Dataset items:
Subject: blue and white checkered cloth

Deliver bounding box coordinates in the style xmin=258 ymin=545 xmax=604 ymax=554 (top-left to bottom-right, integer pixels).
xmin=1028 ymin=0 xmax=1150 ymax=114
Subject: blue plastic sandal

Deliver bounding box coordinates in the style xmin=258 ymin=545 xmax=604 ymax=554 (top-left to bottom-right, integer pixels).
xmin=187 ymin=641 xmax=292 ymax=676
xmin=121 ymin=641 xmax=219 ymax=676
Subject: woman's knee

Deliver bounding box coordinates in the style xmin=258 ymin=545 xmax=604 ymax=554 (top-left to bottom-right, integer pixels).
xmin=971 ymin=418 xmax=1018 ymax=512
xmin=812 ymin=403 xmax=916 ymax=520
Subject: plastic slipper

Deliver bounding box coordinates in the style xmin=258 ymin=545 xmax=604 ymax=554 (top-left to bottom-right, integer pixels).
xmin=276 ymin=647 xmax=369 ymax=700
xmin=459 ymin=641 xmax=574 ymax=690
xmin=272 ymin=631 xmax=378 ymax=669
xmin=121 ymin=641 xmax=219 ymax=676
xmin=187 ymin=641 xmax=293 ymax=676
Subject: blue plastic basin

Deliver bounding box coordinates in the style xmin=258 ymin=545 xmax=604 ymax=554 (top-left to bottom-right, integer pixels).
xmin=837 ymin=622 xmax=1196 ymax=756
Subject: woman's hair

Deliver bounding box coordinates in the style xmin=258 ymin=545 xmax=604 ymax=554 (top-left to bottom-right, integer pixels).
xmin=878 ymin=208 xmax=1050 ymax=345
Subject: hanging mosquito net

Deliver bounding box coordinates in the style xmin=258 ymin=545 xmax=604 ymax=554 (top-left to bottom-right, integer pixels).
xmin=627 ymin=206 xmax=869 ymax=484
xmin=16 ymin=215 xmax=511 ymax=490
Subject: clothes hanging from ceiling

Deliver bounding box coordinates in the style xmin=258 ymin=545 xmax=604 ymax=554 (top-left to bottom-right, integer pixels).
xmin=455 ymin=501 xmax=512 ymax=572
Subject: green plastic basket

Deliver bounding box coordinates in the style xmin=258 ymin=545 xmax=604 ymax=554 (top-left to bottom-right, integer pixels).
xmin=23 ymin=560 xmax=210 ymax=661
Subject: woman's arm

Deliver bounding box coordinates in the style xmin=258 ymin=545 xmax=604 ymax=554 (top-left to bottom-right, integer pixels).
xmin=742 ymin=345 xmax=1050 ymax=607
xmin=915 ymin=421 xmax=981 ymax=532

What you are asked to do » Rewrite the records from the line holding "Subject: woman's hair" through the end of the records, both ends included, replacing "woman's" with "person's" and leaving everything else unchanged.

Result »
Subject: person's hair

Deliver bounding box coordinates in the style xmin=258 ymin=545 xmax=604 ymax=554 (top-left to bottom-right, integer pixels).
xmin=878 ymin=208 xmax=1050 ymax=345
Subject: hanging mosquito net

Deliver bounding box coordinates in the style xmin=258 ymin=545 xmax=604 ymax=554 (top-left to bottom-right, integer pixels).
xmin=627 ymin=206 xmax=869 ymax=484
xmin=16 ymin=215 xmax=511 ymax=490
Subject: clothes hanging from ceiling

Deliver bounding box coordinates in the style xmin=258 ymin=545 xmax=604 ymax=554 (top-left to bottom-right, integer pixels).
xmin=455 ymin=501 xmax=512 ymax=572
Subject: green plastic basket

Deliver bounding box coordinates in the style xmin=258 ymin=545 xmax=604 ymax=554 (top-left to bottom-right, integer pixels).
xmin=23 ymin=560 xmax=210 ymax=661
Subject: person's arm

Deliver bounding box coordinates in the style xmin=258 ymin=545 xmax=604 ymax=554 (top-left to bottom-right, integer pixels).
xmin=742 ymin=345 xmax=1050 ymax=607
xmin=915 ymin=421 xmax=981 ymax=532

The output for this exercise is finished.